When the arteries delivering oxygen to our vital organs are obstructed by atherosclerosis or clots, the result is almost always a stroke, heart attack or damage to a peripheral tissue such as the legs (peripheral artery disease). But the severity of tissue injury or destruction from a choked-off blood supply varies from person to person, and may depend in large part on whose circulatory system has the best back-up plan to provide alternate routes of circulation.
This "back-up system" - called the collateral circulation - involves a small number of tiny specialized blood vessels, called collaterals, that can enlarge their diameters enough to carry significant flow and thus bypass a blockage.
Researchers at the University of North Carolina at Chapel Hill School of Medicine have now discovered that the abundance of these vessels in a healthy individual and their growth or remodeling into "natural bypass vessels" depends on how much of a key signaling molecule -- called nitric oxide -- is present.
The study, conducted in animal models, suggests that nitric oxide not only is critical in maintaining the number of collateral vessels while individuals are healthy. It also is key in the amount of collateral vessel remodeling that occurs when obstructive disease strikes.
The research findings recently appeared online in the journal Circulation Research and will be published in the print edition on June 25th. They could one day enable researchers to predict people's risk for catastrophic stroke, myocardial infarction, or peripheral artery disease. Such knowledge could inform individuals with poor collateral capacity to adopt a lifestyle that can help reduce their chances of getting diseases that could further lower their number of collateral vessels.
"If you've got a good number of these natural bypass vessels, you have something of an 'insurance policy' that favors you suffering less severe consequences if you get atherosclerosis or thrombotic disease" said senior study author James E. Faber, Ph.D., professor of cell and molecular physiology at UNC.

:::::

▶ **Task list**
A: List the conditions that the passage on collateral circulation says the findings could one day help predict people's risk for.
B: Print everything in the passage on collateral circulation from the words "When the arteries" down to the words "routes of circulation.".

(Image point grounding data)
:::::

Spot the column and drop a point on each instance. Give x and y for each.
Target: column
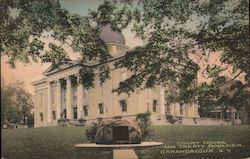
(58, 98)
(49, 103)
(68, 96)
(177, 109)
(162, 102)
(79, 97)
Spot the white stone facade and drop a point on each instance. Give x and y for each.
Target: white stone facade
(56, 95)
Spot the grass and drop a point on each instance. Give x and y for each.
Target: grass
(58, 142)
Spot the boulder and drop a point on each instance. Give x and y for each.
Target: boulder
(118, 132)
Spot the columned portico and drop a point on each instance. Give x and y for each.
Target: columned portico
(68, 98)
(79, 97)
(58, 98)
(49, 102)
(162, 102)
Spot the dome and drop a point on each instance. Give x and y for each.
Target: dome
(110, 36)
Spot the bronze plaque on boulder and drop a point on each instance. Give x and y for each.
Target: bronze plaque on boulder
(118, 132)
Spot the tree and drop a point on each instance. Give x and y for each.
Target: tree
(16, 104)
(27, 24)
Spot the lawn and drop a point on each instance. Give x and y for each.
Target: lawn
(58, 143)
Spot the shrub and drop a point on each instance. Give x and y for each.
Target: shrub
(171, 119)
(82, 121)
(91, 132)
(99, 119)
(63, 122)
(144, 122)
(117, 117)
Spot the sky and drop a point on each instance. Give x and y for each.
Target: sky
(34, 71)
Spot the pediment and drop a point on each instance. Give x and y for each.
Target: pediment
(60, 66)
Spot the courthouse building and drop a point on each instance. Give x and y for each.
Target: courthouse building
(60, 94)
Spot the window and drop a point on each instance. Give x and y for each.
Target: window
(154, 105)
(53, 95)
(54, 115)
(181, 108)
(41, 116)
(101, 108)
(124, 76)
(41, 99)
(85, 92)
(123, 105)
(65, 113)
(100, 90)
(74, 94)
(85, 110)
(75, 112)
(168, 108)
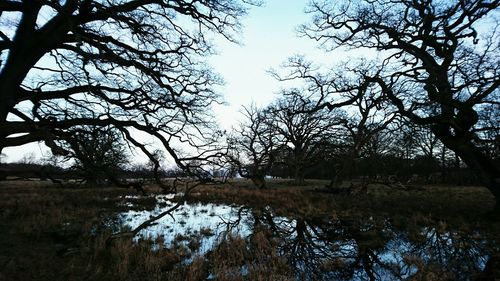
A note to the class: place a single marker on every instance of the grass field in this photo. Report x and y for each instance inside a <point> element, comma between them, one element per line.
<point>52,233</point>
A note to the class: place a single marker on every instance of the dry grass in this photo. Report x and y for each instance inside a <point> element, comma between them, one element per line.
<point>49,233</point>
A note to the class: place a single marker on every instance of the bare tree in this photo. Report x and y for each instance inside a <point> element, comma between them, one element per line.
<point>133,65</point>
<point>98,154</point>
<point>304,132</point>
<point>253,145</point>
<point>440,64</point>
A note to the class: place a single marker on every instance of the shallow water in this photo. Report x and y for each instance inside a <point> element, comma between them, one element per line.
<point>325,248</point>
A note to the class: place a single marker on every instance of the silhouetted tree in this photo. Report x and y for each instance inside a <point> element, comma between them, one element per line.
<point>305,133</point>
<point>136,65</point>
<point>99,154</point>
<point>440,65</point>
<point>252,147</point>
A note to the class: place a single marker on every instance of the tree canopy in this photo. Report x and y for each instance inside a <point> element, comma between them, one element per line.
<point>134,65</point>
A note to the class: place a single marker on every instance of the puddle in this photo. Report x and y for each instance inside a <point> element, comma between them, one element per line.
<point>324,249</point>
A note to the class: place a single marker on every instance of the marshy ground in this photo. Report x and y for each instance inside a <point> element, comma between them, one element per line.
<point>237,232</point>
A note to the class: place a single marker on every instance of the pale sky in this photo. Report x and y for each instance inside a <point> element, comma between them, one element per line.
<point>268,38</point>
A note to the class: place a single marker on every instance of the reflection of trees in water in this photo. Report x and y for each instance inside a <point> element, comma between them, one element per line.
<point>368,248</point>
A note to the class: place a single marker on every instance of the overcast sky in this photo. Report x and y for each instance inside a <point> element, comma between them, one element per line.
<point>268,38</point>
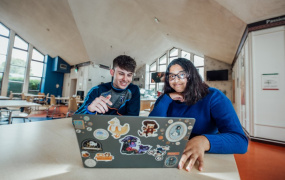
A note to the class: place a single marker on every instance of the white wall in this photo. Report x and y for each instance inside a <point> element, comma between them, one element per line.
<point>225,86</point>
<point>87,77</point>
<point>262,112</point>
<point>268,56</point>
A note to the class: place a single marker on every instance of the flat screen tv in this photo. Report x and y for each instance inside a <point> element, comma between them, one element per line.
<point>218,75</point>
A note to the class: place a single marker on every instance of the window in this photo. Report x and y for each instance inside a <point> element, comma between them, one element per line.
<point>185,55</point>
<point>173,54</point>
<point>199,64</point>
<point>36,72</point>
<point>4,43</point>
<point>162,64</point>
<point>18,65</point>
<point>152,69</point>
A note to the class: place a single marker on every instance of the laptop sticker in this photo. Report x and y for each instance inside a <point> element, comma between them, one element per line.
<point>159,152</point>
<point>90,124</point>
<point>117,129</point>
<point>101,134</point>
<point>86,118</point>
<point>131,145</point>
<point>104,156</point>
<point>90,163</point>
<point>78,124</point>
<point>85,154</point>
<point>176,131</point>
<point>171,161</point>
<point>78,131</point>
<point>149,128</point>
<point>91,145</point>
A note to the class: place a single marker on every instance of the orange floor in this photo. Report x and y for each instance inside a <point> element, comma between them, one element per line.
<point>262,161</point>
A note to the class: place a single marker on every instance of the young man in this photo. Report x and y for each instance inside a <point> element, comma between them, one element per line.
<point>119,97</point>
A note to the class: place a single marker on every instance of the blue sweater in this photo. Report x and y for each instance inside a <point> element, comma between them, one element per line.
<point>215,118</point>
<point>124,101</point>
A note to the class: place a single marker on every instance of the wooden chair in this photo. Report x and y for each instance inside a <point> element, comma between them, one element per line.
<point>72,106</point>
<point>11,96</point>
<point>26,112</point>
<point>53,105</point>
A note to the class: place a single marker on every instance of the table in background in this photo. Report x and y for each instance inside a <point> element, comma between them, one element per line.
<point>4,98</point>
<point>16,103</point>
<point>49,150</point>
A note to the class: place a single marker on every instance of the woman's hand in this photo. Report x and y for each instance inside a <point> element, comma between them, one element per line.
<point>176,96</point>
<point>194,151</point>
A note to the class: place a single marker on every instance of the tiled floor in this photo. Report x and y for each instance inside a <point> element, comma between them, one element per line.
<point>262,161</point>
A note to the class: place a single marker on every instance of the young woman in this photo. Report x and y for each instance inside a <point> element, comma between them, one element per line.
<point>217,128</point>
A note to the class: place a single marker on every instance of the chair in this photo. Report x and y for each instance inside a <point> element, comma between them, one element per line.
<point>25,112</point>
<point>23,97</point>
<point>11,96</point>
<point>72,106</point>
<point>53,105</point>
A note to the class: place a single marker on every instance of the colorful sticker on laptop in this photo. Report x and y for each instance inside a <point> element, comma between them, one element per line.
<point>78,124</point>
<point>158,152</point>
<point>131,145</point>
<point>101,134</point>
<point>117,129</point>
<point>78,131</point>
<point>90,163</point>
<point>89,128</point>
<point>85,153</point>
<point>86,118</point>
<point>91,145</point>
<point>149,128</point>
<point>90,124</point>
<point>104,156</point>
<point>171,161</point>
<point>170,121</point>
<point>176,131</point>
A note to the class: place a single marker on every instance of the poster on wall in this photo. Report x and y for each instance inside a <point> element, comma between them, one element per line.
<point>270,81</point>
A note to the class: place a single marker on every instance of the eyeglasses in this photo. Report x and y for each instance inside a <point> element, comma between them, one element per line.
<point>180,75</point>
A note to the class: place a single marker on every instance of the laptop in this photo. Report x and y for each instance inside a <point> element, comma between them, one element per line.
<point>107,141</point>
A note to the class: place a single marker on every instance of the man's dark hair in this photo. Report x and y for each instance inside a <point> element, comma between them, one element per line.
<point>125,62</point>
<point>195,88</point>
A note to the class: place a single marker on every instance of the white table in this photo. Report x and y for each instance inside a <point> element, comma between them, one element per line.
<point>4,98</point>
<point>16,103</point>
<point>49,150</point>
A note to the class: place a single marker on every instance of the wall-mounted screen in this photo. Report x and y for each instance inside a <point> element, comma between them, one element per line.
<point>218,75</point>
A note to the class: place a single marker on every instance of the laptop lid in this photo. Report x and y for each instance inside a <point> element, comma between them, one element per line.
<point>131,141</point>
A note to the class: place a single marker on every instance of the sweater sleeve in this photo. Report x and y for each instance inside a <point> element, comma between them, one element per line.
<point>133,108</point>
<point>231,138</point>
<point>161,106</point>
<point>91,96</point>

:::::

▶ **Exercise solutions**
A:
- Catastrophic stroke
- Myocardial infarction
- Peripheral artery disease

B:
When the arteries delivering oxygen to our vital organs are obstructed by atherosclerosis or clots, the result is almost always a stroke, heart attack or damage to a peripheral tissue such as the legs (peripheral artery disease). But the severity of tissue injury or destruction from a choked-off blood supply varies from person to person, and may depend in large part on whose circulatory system has the best back-up plan to provide alternate routes of circulation.